* **AIM OF THE TASK**
Copy exactly, and only, the lines from the one with "[locate] the shrub" to the end of the listing; omit pictures.

* **DATA ROWS**
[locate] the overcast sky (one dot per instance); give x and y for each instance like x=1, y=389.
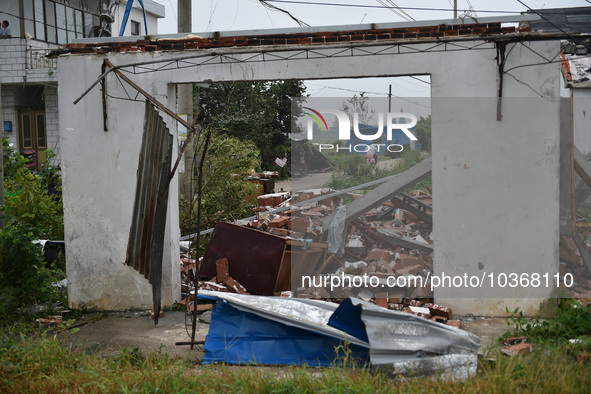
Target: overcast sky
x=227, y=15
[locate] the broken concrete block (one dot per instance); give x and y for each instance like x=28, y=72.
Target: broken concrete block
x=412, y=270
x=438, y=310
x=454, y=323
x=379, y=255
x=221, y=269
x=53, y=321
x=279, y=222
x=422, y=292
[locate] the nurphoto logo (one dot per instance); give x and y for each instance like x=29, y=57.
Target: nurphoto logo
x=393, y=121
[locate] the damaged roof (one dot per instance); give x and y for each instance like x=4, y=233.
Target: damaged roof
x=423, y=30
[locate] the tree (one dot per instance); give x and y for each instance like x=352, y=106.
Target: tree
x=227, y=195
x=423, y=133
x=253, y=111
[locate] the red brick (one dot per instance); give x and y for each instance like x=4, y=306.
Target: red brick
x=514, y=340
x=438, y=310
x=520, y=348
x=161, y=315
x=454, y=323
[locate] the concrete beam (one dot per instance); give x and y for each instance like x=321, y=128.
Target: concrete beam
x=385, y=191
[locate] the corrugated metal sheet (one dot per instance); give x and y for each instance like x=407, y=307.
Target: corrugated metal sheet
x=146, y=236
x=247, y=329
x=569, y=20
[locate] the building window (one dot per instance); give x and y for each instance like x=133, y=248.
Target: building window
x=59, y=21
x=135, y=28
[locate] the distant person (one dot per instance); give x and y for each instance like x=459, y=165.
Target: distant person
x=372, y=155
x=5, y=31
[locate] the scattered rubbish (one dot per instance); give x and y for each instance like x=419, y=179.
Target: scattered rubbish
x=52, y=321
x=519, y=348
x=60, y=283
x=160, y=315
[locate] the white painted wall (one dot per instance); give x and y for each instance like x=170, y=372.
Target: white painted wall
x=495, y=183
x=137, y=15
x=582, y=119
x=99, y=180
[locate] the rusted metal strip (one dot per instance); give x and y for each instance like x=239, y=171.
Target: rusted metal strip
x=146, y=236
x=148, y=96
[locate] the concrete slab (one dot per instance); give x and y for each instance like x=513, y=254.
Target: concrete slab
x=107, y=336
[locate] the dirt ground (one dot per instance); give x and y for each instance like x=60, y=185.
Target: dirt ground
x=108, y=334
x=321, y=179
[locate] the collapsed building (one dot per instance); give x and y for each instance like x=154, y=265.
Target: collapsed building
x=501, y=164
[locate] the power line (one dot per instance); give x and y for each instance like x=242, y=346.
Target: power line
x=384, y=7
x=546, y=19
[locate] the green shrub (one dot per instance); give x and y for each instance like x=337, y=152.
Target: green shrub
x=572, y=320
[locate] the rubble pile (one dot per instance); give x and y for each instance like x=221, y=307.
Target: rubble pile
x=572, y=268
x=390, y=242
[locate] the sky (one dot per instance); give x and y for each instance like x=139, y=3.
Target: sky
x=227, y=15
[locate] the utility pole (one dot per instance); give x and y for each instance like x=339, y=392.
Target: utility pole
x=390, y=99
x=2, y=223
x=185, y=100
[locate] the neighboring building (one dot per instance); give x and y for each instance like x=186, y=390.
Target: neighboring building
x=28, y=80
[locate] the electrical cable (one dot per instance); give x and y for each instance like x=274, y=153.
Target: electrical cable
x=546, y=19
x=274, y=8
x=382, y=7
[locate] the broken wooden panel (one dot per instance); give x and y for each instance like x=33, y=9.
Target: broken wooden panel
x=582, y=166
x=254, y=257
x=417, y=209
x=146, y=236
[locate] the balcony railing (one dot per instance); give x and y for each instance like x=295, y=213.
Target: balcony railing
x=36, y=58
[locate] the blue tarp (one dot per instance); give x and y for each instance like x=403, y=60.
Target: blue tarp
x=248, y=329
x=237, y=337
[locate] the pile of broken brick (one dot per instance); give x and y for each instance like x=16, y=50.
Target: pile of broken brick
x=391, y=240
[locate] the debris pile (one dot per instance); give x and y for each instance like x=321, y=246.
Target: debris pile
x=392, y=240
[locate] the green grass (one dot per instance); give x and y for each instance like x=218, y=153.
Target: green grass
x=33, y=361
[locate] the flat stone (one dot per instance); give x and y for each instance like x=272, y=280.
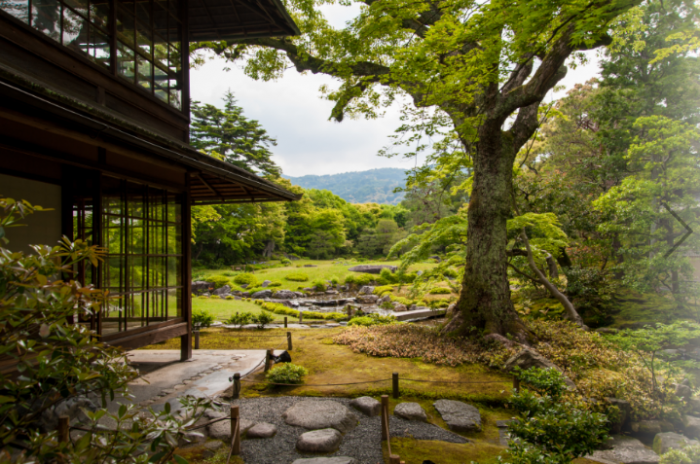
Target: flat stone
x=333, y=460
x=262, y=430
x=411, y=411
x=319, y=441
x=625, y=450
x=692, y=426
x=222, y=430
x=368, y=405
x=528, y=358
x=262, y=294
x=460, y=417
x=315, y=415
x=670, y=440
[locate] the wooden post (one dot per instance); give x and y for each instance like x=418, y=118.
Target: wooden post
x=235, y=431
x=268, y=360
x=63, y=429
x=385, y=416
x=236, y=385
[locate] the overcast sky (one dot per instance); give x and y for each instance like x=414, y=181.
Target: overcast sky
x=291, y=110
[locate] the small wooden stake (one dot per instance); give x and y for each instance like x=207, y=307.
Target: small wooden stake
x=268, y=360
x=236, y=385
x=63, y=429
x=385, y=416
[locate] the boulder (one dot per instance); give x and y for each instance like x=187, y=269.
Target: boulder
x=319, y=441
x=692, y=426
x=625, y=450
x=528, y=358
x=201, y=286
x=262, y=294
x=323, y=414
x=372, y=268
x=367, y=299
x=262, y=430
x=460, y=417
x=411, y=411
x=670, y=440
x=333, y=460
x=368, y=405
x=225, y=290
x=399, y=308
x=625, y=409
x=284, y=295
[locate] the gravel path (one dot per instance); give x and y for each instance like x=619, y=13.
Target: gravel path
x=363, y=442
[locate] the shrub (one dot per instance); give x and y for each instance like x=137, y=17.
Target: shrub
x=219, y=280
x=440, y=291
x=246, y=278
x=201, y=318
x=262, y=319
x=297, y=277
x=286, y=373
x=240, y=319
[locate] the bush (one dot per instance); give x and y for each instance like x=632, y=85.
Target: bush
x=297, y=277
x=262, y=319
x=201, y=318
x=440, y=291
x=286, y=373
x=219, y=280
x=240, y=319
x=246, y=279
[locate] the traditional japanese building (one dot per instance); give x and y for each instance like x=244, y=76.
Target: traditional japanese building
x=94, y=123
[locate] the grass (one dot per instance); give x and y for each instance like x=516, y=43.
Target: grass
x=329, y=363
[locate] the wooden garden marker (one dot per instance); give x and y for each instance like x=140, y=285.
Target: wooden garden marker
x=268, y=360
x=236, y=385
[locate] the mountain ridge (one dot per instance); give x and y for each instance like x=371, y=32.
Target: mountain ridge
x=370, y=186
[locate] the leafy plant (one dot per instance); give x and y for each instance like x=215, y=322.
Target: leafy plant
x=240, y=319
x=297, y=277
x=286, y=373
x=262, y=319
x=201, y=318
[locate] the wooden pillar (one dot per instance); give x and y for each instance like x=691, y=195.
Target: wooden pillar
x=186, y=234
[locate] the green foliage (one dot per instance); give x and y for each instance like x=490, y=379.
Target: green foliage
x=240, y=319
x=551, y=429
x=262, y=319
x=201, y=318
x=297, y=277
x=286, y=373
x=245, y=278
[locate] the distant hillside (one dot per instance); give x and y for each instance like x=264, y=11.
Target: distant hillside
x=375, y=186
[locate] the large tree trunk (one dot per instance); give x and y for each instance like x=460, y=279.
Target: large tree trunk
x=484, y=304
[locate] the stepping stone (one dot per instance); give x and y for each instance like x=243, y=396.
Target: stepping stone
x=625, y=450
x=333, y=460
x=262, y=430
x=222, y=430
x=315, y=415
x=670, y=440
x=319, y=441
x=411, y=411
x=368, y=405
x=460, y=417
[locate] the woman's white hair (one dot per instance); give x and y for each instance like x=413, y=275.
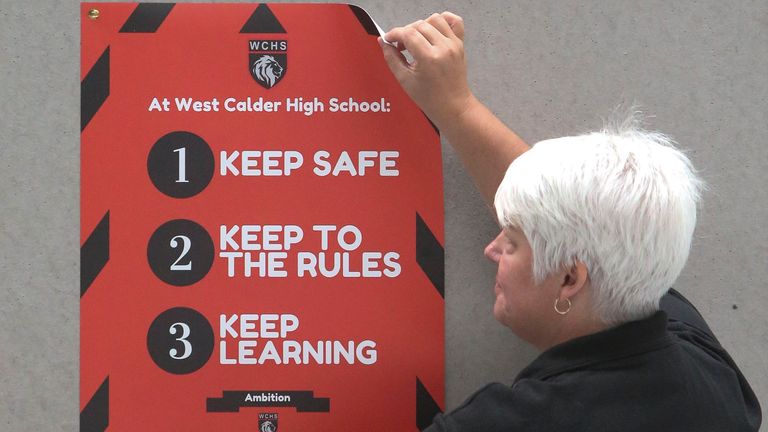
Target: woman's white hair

* **FINAL RESULT**
[locate] the shrub (one dot per instance); give x and y for each instance like x=137, y=17.
Target: shrub
x=219, y=280
x=440, y=291
x=246, y=278
x=201, y=318
x=262, y=319
x=297, y=277
x=286, y=373
x=240, y=319
[locate] the bush (one dot per instance); give x and y for each instance like x=632, y=85.
Target: bush
x=297, y=277
x=262, y=319
x=201, y=318
x=440, y=291
x=286, y=373
x=219, y=280
x=240, y=319
x=246, y=279
[locate] the traditional japanese building (one dot per instance); give x and y for each instance like x=244, y=76.
Target: traditional japanese building
x=94, y=123
[locate] the grass (one dot per instance); give x and y for each instance like x=516, y=43.
Target: grass
x=329, y=363
[locate] the wooden garden marker (one dot per instance); give x and y for each instance like x=140, y=285.
Target: wooden garden marker
x=268, y=360
x=236, y=385
[locate] the mountain ridge (one dot per instance); give x and y for each instance like x=371, y=32.
Target: mountain ridge
x=370, y=186
[locate] the leafy plant (one dot per instance); give x and y for each instance like x=215, y=322.
Target: leafy plant
x=240, y=319
x=297, y=277
x=286, y=373
x=262, y=319
x=201, y=318
[locate] the wooden pillar (one dot per instance); give x and y for each instance like x=691, y=195.
Target: wooden pillar
x=186, y=234
[locate] the green foliage (one dot per instance); give x and y for each instance like x=490, y=379.
Target: green foliage
x=240, y=319
x=551, y=429
x=262, y=319
x=201, y=318
x=297, y=277
x=286, y=373
x=245, y=278
[locate] the distant hillside (one dot per instance); give x and y for each instance like x=264, y=11.
Target: distant hillside
x=375, y=186
[locate] the large tree trunk (one dot per instance); give x and y for each instance like x=460, y=279.
Target: large tree trunk
x=484, y=304
[locate] the stepping stone (one dot per instance); give x and y for each instance like x=243, y=396.
Target: stepping stone
x=625, y=450
x=333, y=460
x=262, y=430
x=222, y=430
x=315, y=415
x=670, y=440
x=319, y=441
x=411, y=411
x=368, y=405
x=460, y=417
[locate] the woman's white hair (one dot per instance); give x and y for each instance like x=413, y=275.
Target: woman's white hair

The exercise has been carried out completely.